• Given data:
(begin)
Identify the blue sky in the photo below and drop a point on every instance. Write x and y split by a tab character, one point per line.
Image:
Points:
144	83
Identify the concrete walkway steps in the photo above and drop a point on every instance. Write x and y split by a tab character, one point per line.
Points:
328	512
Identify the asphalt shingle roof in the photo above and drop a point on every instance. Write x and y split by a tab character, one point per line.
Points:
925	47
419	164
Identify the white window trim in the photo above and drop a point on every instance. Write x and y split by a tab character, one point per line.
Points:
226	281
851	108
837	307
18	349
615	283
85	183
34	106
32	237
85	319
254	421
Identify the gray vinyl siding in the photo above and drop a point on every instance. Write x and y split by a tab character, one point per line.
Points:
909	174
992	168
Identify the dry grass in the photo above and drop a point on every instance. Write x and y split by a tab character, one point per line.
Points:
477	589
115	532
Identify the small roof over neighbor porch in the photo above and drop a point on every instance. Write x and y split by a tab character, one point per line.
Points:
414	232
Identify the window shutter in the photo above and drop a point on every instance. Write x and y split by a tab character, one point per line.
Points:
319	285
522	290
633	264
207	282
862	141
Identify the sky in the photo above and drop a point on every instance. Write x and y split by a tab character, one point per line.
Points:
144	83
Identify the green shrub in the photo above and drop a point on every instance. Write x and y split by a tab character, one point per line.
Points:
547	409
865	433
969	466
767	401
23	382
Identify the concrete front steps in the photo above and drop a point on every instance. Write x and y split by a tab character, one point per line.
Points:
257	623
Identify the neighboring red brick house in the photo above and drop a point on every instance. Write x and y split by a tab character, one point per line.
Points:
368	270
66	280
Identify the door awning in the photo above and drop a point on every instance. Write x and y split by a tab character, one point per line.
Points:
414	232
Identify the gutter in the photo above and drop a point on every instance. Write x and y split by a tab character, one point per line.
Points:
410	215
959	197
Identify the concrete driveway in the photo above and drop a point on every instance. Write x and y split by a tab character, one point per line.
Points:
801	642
(end)
• Aim of the exercise: Starting at the line that holds "Identify the concrete front" and running through the final line of the entries, both ends included, write those lines out as a numbered list, skipping any blank lines.

• Task solution:
1. Identify the concrete front steps in the photo above and drop a point on every instance. Write x and y split by a tab character, one point per line.
2. Points:
3. 257	623
4. Identify the neighboring red brick house in the photo above and drop a point on every instance. Write x and y split by a tab character, one point per line.
5. Points:
6. 368	270
7. 66	280
8. Identify the door awning in the photo above and drop a point on every instance. Write x and y split by a tab character, one point per line.
9. Points:
10. 414	232
11. Identify the gutter in the photo above and drop a point on every instance. Write x and y split by a tab character, one point per line.
12. Points:
13. 410	215
14. 959	197
15. Identify the concrete driveway in the photo above and drop a point on every instance. Write x and y split by a tab character, one point per line.
16. Points:
17. 801	642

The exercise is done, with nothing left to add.